[Start of section]

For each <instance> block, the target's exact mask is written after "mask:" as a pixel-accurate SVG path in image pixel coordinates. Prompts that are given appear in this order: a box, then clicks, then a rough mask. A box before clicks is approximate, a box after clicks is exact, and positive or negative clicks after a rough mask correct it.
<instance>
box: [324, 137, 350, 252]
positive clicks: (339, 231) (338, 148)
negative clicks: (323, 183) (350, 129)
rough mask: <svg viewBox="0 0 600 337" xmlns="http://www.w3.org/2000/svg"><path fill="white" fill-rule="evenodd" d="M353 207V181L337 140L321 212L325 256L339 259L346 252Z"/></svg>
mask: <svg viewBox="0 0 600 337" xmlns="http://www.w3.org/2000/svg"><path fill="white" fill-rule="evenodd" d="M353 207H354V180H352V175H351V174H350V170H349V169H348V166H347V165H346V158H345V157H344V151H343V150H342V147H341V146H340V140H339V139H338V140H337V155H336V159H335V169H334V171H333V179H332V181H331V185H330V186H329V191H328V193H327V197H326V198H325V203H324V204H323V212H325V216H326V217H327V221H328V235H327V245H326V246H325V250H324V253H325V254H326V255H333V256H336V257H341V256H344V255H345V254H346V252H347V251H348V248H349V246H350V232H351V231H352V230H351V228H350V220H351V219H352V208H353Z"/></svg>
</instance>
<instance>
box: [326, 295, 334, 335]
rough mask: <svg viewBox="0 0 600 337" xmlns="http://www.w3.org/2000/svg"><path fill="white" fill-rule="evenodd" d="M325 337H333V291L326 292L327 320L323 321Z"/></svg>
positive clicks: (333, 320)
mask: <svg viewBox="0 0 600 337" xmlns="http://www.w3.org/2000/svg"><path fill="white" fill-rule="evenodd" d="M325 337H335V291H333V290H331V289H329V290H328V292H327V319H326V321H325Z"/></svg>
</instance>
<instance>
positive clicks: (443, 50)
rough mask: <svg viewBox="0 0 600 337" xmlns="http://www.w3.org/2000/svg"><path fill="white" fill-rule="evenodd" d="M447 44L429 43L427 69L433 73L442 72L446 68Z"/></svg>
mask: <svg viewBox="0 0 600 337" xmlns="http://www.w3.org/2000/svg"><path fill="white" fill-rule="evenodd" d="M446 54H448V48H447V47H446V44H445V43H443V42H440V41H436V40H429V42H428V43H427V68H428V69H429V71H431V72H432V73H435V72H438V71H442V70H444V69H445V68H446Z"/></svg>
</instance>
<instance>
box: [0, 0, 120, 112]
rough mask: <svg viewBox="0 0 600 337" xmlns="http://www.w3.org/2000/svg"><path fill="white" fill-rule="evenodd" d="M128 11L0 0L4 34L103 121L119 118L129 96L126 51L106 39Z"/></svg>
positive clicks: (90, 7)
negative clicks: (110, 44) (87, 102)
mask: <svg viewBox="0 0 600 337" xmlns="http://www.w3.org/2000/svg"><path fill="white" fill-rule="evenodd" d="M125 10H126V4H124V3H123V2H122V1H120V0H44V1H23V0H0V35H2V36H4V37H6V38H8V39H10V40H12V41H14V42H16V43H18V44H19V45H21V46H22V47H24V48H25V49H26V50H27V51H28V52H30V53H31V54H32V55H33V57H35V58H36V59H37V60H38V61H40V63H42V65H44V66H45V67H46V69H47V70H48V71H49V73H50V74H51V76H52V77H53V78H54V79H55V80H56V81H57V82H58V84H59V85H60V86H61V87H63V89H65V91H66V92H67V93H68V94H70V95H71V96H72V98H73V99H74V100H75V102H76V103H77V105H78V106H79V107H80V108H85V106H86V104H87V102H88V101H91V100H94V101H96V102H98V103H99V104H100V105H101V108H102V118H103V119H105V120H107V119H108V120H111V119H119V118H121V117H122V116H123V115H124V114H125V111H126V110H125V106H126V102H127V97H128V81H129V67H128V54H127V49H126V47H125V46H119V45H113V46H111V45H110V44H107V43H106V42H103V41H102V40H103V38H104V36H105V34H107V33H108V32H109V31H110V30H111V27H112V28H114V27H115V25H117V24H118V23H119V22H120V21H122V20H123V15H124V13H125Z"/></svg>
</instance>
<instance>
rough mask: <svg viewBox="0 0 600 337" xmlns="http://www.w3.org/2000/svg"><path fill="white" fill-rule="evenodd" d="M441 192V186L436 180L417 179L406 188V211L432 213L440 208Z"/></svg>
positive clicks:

[End of section]

What you will do: Copy out the material in its entirety. Keep it exact.

Solved exercise:
For each <instance> block, the target's exact mask is written after "mask:" as a pixel-accurate SVG path in image pixel coordinates. Prompts that are given appear in this order: a box, then clicks, then a rough mask. A box before clicks is approximate, a box after clicks is exact, and positive or negative clicks after a rough mask correct it.
<instance>
box: [324, 137, 350, 252]
positive clicks: (339, 231) (338, 148)
negative clicks: (323, 183) (350, 129)
rough mask: <svg viewBox="0 0 600 337" xmlns="http://www.w3.org/2000/svg"><path fill="white" fill-rule="evenodd" d="M353 207V181L337 140L321 212L325 256L339 259L346 252Z"/></svg>
mask: <svg viewBox="0 0 600 337" xmlns="http://www.w3.org/2000/svg"><path fill="white" fill-rule="evenodd" d="M353 207H354V180H352V175H351V174H350V170H349V169H348V166H347V165H346V158H345V157H344V151H343V150H342V147H341V146H340V140H339V139H338V140H337V155H336V159H335V169H334V171H333V179H332V181H331V185H330V186H329V191H328V193H327V197H326V198H325V203H324V204H323V212H325V216H326V217H327V221H328V235H327V245H326V246H325V250H324V253H325V254H326V255H333V256H336V257H341V256H344V255H345V254H346V252H347V251H348V248H349V246H350V232H351V231H352V230H351V228H350V220H351V219H352V208H353Z"/></svg>
</instance>
<instance>
box: [326, 295, 334, 335]
rough mask: <svg viewBox="0 0 600 337" xmlns="http://www.w3.org/2000/svg"><path fill="white" fill-rule="evenodd" d="M325 337H333V291L326 292L327 320L323 321Z"/></svg>
positive clicks: (333, 320)
mask: <svg viewBox="0 0 600 337" xmlns="http://www.w3.org/2000/svg"><path fill="white" fill-rule="evenodd" d="M325 337H335V291H333V290H331V289H329V290H328V292H327V319H326V321H325Z"/></svg>
</instance>
<instance>
positive clicks: (443, 50)
rough mask: <svg viewBox="0 0 600 337" xmlns="http://www.w3.org/2000/svg"><path fill="white" fill-rule="evenodd" d="M447 44L429 43L427 69L433 73L442 72L446 68Z"/></svg>
mask: <svg viewBox="0 0 600 337" xmlns="http://www.w3.org/2000/svg"><path fill="white" fill-rule="evenodd" d="M446 54H448V48H447V47H446V44H445V43H443V42H440V41H436V40H429V42H428V43H427V68H428V69H429V71H431V72H432V73H435V72H438V71H442V70H444V69H445V68H446Z"/></svg>
</instance>
<instance>
box: [0, 0, 120, 112]
rough mask: <svg viewBox="0 0 600 337" xmlns="http://www.w3.org/2000/svg"><path fill="white" fill-rule="evenodd" d="M128 11L0 0L4 34L103 121L119 118L129 96L126 51L106 39Z"/></svg>
positive clicks: (90, 7)
negative clicks: (110, 44) (87, 102)
mask: <svg viewBox="0 0 600 337" xmlns="http://www.w3.org/2000/svg"><path fill="white" fill-rule="evenodd" d="M125 10H126V4H124V3H123V2H122V1H120V0H44V1H23V0H0V35H2V36H4V37H6V38H8V39H10V40H12V41H14V42H16V43H18V44H19V45H21V46H22V47H24V48H25V49H26V50H27V51H28V52H30V53H31V54H32V55H33V57H35V58H36V59H37V60H38V61H40V63H42V65H44V66H45V67H46V69H47V70H48V71H49V73H50V74H51V76H52V77H53V78H54V79H55V80H56V81H57V82H58V84H59V85H60V86H61V87H63V89H65V91H66V92H67V93H68V94H70V95H71V96H72V98H73V99H74V100H75V102H76V103H77V105H78V106H79V107H80V108H85V106H86V104H87V102H88V101H91V100H94V101H96V102H98V103H99V104H100V105H101V108H102V118H103V119H105V120H107V119H108V120H111V119H119V118H121V117H122V116H123V115H124V114H125V111H126V110H125V106H126V102H127V97H128V81H129V67H128V54H127V49H126V47H125V46H119V45H113V46H111V45H110V44H107V43H106V42H103V41H102V40H103V38H104V36H105V34H107V33H108V32H109V31H110V30H111V27H112V28H114V27H115V25H117V24H118V23H119V22H120V21H122V20H123V15H124V13H125Z"/></svg>
</instance>
<instance>
rough mask: <svg viewBox="0 0 600 337" xmlns="http://www.w3.org/2000/svg"><path fill="white" fill-rule="evenodd" d="M441 192V186L436 180L417 179L406 188V211L432 213L440 208Z"/></svg>
positive clicks:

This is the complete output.